* [Source text]:
Start
# AccuPlot + DuraCotton 98



## DyeRex06 (Dec 4, 2006)

Just finished press testing and inkjet transfer printed with Sublimation Ink on AccuPlot paper.

I pressed to 100% Cotton, white, using DuraCotton 98 as a first step.

I had problems with Accuplot in the past on Cotton using the same method with a previous generation of DC, but the 98 version works great, (if you can get the colors right on your inkjet...)

Anyway, the pressing looks great, now its off to the wash !

It's a T-Shirt kinda world out there...

Paul


----------



## cprvh (Jan 23, 2006)

Paul

I have played with this here as well and just haven't found the right combination. My colors were very dull, just didn't have the pop like on poly. May I ask your time/temp for pressing the transfer?


----------



## DyeRex06 (Dec 4, 2006)

Hi Ron,

Yes, I used 405º F, 12-16 seconds on the initial pressing of DuraCotton 98, and 45 seconds on the second pressing of the sublimation transfer, both with medium to heavy pressure.

I agree with you, that the color using AccuPlot was far inferior to the high release paper that I initially tested. I only wanted to confirm that it does transfer correctly. A previous generation of the DuraCotton 98 would only work with high release, and Accuplot was an absolute failure with it. But it does work with DuraCotton 98, (dull color aside).
End
* [Work to complete]:
1. Transcribe the DuraCotton 98 thread from "Just finished press" to "world out there...".
2. Pick up the DuraCotton 98 thread where it stops and keep it going.
The material after this can be left aside.

* [Raw records]:
Start
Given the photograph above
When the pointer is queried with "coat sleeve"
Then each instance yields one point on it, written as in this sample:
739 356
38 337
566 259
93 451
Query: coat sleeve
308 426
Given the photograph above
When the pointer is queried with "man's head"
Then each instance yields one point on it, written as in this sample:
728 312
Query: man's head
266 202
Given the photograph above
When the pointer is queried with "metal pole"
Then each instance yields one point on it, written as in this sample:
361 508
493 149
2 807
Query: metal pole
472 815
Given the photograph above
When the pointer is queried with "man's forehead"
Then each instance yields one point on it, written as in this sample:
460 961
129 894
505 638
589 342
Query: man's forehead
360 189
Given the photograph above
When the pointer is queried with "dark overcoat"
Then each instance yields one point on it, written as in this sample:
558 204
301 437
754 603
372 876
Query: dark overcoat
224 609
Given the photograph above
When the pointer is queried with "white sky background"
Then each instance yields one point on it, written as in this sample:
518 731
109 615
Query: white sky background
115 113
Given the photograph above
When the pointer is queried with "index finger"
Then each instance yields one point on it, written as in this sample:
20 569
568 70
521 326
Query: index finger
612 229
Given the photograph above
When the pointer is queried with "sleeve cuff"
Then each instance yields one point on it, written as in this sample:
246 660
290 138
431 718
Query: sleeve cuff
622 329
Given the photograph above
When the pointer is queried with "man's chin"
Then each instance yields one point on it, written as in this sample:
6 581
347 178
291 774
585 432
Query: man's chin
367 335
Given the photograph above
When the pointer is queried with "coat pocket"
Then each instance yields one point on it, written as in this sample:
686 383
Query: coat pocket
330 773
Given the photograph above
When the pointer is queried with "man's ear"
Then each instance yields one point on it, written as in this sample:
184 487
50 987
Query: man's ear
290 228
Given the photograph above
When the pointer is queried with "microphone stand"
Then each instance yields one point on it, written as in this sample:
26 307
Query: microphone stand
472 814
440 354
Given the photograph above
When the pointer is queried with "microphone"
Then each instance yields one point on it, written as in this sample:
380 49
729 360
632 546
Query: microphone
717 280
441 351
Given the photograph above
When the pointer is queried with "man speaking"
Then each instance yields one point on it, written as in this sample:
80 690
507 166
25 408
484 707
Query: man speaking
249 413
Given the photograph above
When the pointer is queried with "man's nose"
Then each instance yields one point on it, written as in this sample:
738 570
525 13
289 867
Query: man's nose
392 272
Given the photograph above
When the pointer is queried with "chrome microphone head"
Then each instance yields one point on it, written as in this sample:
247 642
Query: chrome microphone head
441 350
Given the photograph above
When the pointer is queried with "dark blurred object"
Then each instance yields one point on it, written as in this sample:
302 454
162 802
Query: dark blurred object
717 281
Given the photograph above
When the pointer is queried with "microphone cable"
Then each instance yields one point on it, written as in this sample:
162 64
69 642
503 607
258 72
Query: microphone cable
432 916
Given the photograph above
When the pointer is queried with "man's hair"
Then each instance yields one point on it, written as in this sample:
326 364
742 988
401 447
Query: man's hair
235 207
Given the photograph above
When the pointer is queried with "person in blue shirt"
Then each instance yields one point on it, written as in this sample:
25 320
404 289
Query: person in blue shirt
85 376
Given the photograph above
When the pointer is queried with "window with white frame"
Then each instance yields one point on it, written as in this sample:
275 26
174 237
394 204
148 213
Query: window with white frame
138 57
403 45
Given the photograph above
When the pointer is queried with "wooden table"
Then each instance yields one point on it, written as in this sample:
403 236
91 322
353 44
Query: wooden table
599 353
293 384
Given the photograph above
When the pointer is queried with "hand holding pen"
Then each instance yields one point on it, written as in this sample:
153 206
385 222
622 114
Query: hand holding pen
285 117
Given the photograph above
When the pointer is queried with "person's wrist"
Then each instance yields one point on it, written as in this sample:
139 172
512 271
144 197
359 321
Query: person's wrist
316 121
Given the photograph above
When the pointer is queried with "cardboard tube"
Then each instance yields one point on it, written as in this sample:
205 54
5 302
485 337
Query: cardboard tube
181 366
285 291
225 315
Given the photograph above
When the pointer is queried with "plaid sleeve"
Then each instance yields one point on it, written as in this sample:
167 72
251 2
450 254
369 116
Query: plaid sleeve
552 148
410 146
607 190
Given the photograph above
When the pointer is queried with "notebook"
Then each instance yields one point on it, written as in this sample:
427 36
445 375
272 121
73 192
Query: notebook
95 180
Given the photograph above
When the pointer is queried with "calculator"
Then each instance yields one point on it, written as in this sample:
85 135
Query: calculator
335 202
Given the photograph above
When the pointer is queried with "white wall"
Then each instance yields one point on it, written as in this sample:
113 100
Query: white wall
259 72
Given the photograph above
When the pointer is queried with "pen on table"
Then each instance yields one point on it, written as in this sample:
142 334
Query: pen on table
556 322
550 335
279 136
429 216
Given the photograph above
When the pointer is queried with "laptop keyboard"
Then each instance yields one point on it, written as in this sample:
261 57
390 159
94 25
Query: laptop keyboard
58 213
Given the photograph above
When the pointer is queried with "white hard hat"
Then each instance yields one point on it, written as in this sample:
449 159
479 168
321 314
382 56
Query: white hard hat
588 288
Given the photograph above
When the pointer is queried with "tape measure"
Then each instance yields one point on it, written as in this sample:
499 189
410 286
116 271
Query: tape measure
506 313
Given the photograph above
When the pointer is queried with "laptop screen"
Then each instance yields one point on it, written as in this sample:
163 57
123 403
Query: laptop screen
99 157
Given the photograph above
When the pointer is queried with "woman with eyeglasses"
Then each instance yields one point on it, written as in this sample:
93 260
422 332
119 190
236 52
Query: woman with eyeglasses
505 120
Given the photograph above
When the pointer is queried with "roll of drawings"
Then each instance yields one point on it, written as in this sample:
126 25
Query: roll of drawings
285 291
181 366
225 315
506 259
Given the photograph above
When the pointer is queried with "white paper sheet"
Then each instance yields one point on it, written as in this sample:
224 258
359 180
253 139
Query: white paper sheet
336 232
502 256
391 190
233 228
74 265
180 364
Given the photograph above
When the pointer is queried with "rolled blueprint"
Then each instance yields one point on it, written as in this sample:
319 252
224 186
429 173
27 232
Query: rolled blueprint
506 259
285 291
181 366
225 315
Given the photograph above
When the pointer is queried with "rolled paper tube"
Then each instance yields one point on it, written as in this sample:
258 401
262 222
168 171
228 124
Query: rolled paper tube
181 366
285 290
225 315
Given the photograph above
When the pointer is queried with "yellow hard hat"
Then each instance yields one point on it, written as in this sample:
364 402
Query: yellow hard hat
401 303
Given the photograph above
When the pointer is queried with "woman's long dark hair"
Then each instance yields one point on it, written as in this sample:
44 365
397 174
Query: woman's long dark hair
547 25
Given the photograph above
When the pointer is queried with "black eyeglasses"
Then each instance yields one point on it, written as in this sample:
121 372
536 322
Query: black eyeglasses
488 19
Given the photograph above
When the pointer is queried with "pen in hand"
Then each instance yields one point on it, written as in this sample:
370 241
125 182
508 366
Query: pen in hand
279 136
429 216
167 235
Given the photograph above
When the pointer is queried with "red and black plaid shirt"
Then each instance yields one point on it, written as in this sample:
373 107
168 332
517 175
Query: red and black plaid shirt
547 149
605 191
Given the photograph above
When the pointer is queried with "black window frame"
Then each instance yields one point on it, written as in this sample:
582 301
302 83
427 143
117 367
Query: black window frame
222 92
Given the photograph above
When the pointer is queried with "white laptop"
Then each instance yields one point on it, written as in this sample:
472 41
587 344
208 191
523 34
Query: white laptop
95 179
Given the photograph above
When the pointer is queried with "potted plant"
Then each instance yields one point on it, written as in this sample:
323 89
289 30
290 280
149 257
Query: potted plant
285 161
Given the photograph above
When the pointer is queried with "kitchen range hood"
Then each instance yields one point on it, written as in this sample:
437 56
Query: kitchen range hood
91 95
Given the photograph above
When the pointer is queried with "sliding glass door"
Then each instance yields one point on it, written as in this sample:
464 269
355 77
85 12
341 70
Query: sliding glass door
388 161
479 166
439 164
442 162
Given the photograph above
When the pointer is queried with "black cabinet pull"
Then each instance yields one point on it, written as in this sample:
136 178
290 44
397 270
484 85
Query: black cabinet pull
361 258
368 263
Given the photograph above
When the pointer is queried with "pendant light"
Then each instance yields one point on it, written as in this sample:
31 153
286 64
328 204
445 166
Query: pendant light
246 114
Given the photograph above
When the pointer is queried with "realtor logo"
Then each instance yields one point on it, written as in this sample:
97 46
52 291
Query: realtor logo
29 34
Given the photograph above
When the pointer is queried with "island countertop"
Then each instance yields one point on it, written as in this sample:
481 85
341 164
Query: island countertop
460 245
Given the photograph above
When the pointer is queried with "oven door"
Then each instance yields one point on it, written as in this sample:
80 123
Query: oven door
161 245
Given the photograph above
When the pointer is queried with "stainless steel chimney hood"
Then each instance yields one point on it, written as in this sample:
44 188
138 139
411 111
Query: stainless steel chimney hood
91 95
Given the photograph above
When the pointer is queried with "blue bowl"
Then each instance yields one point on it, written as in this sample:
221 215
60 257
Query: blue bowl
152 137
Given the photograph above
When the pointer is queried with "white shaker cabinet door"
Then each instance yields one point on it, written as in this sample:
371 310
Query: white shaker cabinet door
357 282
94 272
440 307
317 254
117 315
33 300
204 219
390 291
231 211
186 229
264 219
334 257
End
* [Answers to the exercise]:
1.
Just finished press testing and inkjet transfer printed with Sublimation Ink on AccuPlot paper.

I pressed to 100% Cotton, white, using DuraCotton 98 as a first step.

I had problems with Accuplot in the past on Cotton using the same method with a previous generation of DC, but the 98 version works great, (if you can get the colors right on your inkjet...)

Anyway, the pressing looks great, now its off to the wash !

It's a T-Shirt kinda world out there...

2.
If you need high release paper, I know where you can get it, and for under $.20 per letter size. Letter and legal size available, 11x17 not available. With a high release paper you may be able to use less ink, and still get "poly" quality color. I sure did with my testing and am very impressed.

If you have more questions or need more help, call the number on your sample pack liturature and we can speak directly about it.

Thanks

Paul


----------



## binki (Jul 16, 2006)

Nice to know Paul. We have the Accuplot paper that we use for hard items but I didn't like it for fabrics. I used it with your DuraCotton98 as a pre-press on a 50/50 shirt for the Accuplot and the results were 1000% better.


----------



## periscope (Sep 14, 2006)

I use high release paper with Duracotton 98 and it does a great job. I have quite a bit in stock at .20 for letter, .30 for legal and .40 for 11" x 17". I use Accuplot for hard goods only.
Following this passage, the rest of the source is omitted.